§ WRITTEN REQUEST 1
Select every line of the listing that contains the string "truck", matching case exactly, and copy those lines out.

§ QUOTED PASSAGE

Begin

Flexibility is one of the most important components of the golf swing because it allows for the force in the swing to increase by prestretching a muscle before it is called upon to perform the task. When a muscle is prestretched, it allows for a greater coil which results in a more powerful contraction. This is termed as preloading the muscle. This is a very important whether one is a golf professional or recreational golfer since the most effective and powerful swings are produced when the muscles are preloaded first.

A very important aspect of flexibility is that it must be balanced functionally when performing a task as striking a golf ball. This means that there is a balance between having flexibility and stability in your golf swing. If a golfer has too much flexibility, he or she might not be able control it during the sequencing of the swing. On the other side, if one is not flexible but stable, he or she will not have enough mobility to preload the muscle which will result in a loss of potential power. The end result for performing the most effect swing over and over is to be balanced in both the mobility and stability throughout the body.

The many types of stretching techniques that have been developed for specific sports are listed below.

Static and Ballistic Stretching
Static stretching is then the muscle is lengthened slowly (to inhibit firing of the stretch reflex) and the stretch is held for 15 to 25 seconds. As the position is held, the muscle gradually lengthens allowing for the stretcher to stretch the muscle further. Ballistic stretching is performed using rapid bouncing movements to force the target muscle to elongate. This type of stretching is not recommended because it generally elicits a myotatic stretch reflex which will leave the muscle shorter than its prestretched length.

Passive and Active Stretching
Passive stretching is administered to the stretcher by a trainer, workout partner, etc. The person being stretched allows the trainer to move the body part being stretched to gain greater range of motion. Passive stretching is used to increase flexibility at the extremes range of motion, as in gymnastics, ice skating, and martial arts where maximum flexibility is required for performance.

End

§ WRITTEN REQUEST 2
From the passage on golf flexibility, reproduce the text word for word, starting at "A very important aspect" and ending at "are listed below.".

§ GIVEN DATA

Begin

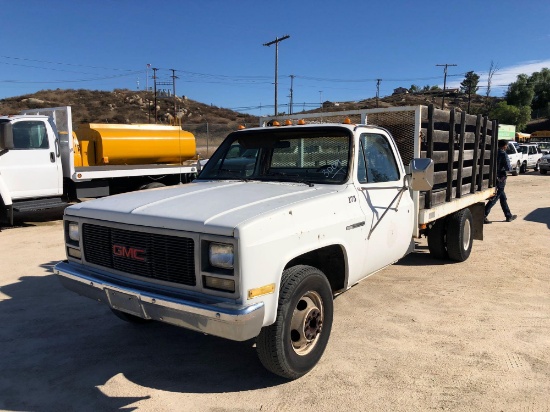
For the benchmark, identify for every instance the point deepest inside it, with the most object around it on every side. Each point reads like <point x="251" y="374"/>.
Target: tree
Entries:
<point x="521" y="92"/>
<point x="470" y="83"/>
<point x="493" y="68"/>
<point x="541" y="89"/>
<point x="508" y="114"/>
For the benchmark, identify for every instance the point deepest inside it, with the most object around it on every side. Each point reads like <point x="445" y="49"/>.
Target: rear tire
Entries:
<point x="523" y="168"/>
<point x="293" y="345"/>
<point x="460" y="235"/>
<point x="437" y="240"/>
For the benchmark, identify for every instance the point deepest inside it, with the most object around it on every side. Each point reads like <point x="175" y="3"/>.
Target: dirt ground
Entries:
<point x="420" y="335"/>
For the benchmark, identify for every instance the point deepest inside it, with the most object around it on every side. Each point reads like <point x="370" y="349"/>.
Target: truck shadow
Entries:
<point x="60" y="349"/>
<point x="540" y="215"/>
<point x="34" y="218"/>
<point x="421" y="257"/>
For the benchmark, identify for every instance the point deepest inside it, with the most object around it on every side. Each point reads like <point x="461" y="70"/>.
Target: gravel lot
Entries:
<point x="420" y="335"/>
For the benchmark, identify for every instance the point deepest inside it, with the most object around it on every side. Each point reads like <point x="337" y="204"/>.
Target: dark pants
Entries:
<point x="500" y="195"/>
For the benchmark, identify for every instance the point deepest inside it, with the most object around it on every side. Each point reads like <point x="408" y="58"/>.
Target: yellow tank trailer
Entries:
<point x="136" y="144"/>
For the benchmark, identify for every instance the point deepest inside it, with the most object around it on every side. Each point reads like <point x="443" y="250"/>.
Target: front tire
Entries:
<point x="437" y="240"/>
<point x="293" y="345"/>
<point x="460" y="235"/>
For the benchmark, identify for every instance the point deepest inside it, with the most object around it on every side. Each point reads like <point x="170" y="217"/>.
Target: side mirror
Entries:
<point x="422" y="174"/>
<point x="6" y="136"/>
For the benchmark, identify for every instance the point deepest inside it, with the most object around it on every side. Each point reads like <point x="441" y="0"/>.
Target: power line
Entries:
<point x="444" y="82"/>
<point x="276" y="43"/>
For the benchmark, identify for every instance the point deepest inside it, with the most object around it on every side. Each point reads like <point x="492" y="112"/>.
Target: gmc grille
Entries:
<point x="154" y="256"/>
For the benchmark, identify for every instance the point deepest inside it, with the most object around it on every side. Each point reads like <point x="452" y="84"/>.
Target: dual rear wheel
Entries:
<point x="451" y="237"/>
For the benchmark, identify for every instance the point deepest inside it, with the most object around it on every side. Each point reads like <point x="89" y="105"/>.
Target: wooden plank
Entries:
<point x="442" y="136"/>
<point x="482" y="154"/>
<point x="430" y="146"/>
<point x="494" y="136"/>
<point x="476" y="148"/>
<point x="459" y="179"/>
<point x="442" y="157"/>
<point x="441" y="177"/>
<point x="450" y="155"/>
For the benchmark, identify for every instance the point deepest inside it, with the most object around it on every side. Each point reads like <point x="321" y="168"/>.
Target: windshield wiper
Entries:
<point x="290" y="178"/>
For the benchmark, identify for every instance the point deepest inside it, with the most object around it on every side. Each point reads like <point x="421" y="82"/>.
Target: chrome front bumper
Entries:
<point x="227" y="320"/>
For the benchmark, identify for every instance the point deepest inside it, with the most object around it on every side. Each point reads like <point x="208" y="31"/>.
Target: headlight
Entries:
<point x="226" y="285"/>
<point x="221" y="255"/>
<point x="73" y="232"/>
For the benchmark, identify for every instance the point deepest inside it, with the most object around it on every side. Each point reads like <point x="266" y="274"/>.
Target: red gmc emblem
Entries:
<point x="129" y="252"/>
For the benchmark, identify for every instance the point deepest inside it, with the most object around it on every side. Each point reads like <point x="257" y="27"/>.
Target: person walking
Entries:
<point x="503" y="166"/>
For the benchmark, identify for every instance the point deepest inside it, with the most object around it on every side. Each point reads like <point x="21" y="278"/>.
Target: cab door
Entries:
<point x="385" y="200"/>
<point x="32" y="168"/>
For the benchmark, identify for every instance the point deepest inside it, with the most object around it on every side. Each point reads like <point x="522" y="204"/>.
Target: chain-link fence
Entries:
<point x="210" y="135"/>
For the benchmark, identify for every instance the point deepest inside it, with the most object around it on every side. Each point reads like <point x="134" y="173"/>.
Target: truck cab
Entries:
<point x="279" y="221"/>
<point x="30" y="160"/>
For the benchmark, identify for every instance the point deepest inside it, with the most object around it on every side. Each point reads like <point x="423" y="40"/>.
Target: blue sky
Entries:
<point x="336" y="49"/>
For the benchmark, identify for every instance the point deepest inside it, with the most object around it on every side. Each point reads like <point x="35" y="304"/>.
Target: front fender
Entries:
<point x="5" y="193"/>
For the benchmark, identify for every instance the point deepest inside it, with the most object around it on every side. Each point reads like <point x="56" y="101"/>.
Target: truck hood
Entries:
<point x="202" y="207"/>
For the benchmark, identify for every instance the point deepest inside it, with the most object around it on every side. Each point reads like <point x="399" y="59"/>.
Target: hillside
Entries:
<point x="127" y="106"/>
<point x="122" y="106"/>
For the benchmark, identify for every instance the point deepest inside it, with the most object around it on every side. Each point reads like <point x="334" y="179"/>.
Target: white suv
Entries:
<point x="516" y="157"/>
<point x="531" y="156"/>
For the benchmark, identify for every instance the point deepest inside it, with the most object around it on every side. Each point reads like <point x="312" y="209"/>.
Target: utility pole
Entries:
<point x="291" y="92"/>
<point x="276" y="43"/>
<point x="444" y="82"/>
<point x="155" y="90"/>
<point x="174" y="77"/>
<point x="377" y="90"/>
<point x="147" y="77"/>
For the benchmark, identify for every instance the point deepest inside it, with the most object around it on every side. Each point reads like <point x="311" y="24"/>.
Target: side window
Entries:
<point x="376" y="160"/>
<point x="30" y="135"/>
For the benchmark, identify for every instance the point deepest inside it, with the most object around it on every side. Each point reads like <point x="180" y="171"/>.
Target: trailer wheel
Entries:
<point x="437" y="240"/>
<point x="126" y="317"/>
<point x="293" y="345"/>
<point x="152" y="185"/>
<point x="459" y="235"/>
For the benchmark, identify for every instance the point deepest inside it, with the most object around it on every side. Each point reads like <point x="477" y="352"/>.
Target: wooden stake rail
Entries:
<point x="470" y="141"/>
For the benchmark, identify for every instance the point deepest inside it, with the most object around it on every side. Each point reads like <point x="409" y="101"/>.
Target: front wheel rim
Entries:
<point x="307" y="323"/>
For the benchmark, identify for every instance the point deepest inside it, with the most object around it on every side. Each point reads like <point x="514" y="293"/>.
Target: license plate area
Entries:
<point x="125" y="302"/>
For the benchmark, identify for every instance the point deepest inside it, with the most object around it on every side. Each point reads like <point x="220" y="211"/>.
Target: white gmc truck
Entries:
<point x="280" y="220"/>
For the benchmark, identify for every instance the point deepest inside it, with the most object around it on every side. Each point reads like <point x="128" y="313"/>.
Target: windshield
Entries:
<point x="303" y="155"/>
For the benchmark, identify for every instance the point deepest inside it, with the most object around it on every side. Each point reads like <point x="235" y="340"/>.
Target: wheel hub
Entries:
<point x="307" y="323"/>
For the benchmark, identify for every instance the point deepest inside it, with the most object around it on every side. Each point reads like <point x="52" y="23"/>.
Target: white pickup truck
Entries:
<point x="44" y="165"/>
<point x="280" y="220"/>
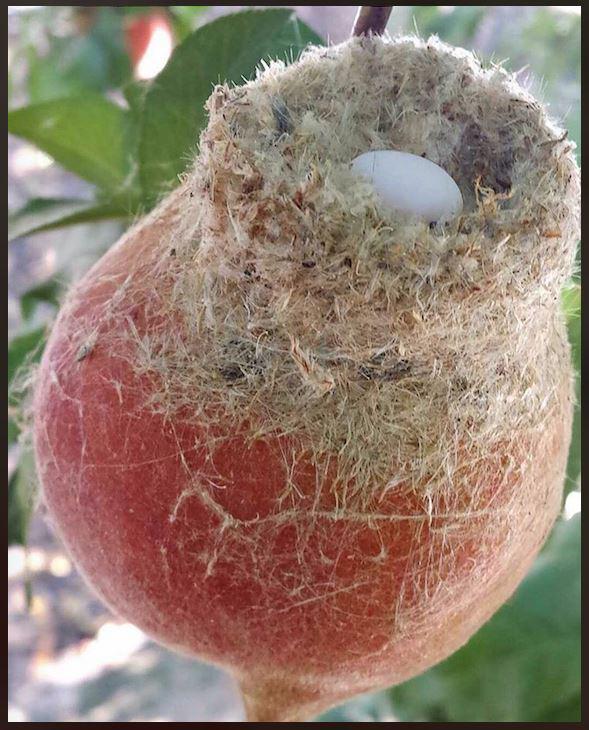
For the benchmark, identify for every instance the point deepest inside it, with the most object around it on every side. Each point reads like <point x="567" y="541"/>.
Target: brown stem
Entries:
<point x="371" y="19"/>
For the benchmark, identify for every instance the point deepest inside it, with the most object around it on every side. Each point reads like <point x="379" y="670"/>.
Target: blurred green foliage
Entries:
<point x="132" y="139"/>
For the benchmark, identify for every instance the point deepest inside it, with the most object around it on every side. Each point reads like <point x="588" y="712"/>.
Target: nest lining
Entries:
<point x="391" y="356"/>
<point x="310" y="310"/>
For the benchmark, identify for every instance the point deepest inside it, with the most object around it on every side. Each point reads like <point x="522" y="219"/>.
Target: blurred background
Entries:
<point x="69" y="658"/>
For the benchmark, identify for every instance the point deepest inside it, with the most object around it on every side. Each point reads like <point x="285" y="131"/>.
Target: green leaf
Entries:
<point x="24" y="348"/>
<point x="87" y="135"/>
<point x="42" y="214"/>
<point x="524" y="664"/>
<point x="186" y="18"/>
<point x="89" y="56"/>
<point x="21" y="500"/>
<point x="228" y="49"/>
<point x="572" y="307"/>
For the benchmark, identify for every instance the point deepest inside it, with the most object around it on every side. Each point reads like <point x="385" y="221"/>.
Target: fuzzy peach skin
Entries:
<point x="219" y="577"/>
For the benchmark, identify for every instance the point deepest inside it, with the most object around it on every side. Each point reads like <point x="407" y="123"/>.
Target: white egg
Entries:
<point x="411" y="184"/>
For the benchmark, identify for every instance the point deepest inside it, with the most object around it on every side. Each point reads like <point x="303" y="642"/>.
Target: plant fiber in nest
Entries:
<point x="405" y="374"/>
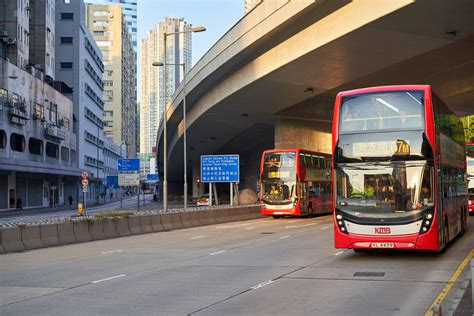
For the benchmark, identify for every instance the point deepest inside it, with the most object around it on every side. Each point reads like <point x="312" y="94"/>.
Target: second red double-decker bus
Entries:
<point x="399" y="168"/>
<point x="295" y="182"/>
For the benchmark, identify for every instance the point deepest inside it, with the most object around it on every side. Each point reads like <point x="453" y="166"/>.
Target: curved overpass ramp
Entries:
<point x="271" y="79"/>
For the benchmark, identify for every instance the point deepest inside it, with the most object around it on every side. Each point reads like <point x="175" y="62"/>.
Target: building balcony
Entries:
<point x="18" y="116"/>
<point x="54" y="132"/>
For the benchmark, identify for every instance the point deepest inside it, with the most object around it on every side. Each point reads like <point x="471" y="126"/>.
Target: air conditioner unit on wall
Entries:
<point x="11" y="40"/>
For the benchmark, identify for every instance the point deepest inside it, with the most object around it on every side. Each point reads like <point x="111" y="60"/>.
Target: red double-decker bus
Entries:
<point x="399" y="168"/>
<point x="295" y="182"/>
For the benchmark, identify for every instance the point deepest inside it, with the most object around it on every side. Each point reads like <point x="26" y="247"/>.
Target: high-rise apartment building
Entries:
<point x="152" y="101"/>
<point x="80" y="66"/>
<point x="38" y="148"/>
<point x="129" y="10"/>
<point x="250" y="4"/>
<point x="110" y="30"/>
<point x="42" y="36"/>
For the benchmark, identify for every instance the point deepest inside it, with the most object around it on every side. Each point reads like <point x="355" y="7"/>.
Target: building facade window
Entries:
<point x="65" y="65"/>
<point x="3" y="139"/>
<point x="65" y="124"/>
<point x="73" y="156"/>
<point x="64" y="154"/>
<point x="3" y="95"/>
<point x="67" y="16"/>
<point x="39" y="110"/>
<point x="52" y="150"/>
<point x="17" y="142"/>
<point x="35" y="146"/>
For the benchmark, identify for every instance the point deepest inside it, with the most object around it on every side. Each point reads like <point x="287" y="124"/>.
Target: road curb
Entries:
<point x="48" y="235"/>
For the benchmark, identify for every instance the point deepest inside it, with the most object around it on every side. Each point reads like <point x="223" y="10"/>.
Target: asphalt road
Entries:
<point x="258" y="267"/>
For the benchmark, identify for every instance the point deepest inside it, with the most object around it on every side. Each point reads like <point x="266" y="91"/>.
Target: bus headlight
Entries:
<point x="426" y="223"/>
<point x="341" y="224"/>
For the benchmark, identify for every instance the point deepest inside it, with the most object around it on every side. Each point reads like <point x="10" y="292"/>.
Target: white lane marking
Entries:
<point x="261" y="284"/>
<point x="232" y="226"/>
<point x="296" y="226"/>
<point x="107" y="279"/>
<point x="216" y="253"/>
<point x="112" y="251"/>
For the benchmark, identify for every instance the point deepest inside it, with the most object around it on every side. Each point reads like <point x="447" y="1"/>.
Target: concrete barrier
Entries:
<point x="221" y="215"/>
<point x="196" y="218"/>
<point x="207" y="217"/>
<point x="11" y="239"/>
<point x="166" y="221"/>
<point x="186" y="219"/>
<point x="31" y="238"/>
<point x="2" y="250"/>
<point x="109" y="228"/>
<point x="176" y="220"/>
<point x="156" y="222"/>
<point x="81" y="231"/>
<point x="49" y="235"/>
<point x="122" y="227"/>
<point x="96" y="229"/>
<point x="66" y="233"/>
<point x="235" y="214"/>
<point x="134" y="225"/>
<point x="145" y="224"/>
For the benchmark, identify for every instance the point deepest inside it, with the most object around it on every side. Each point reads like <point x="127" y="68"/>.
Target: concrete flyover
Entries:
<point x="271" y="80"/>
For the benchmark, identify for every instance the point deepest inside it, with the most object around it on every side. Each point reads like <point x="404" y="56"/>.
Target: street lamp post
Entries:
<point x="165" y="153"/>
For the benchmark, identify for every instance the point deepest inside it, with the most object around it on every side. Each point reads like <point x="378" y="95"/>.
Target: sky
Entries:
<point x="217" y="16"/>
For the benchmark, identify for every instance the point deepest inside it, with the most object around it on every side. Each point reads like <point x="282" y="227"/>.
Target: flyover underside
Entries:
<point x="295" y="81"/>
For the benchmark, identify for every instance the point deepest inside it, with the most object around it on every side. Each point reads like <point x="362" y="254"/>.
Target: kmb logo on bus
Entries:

End

§ WORKED ANSWER 1
Target: truck shadow
Target: truck cab
Target: truck hood
Target: white gmc truck
Target: white pickup truck

§ WORKED ANSWER 2
A very important aspect of flexibility is that it must be balanced functionally when performing a task as striking a golf ball. This means that there is a balance between having flexibility and stability in your golf swing. If a golfer has too much flexibility, he or she might not be able control it during the sequencing of the swing. On the other side, if one is not flexible but stable, he or she will not have enough mobility to preload the muscle which will result in a loss of potential power. The end result for performing the most effect swing over and over is to be balanced in both the mobility and stability throughout the body.

The many types of stretching techniques that have been developed for specific sports are listed below.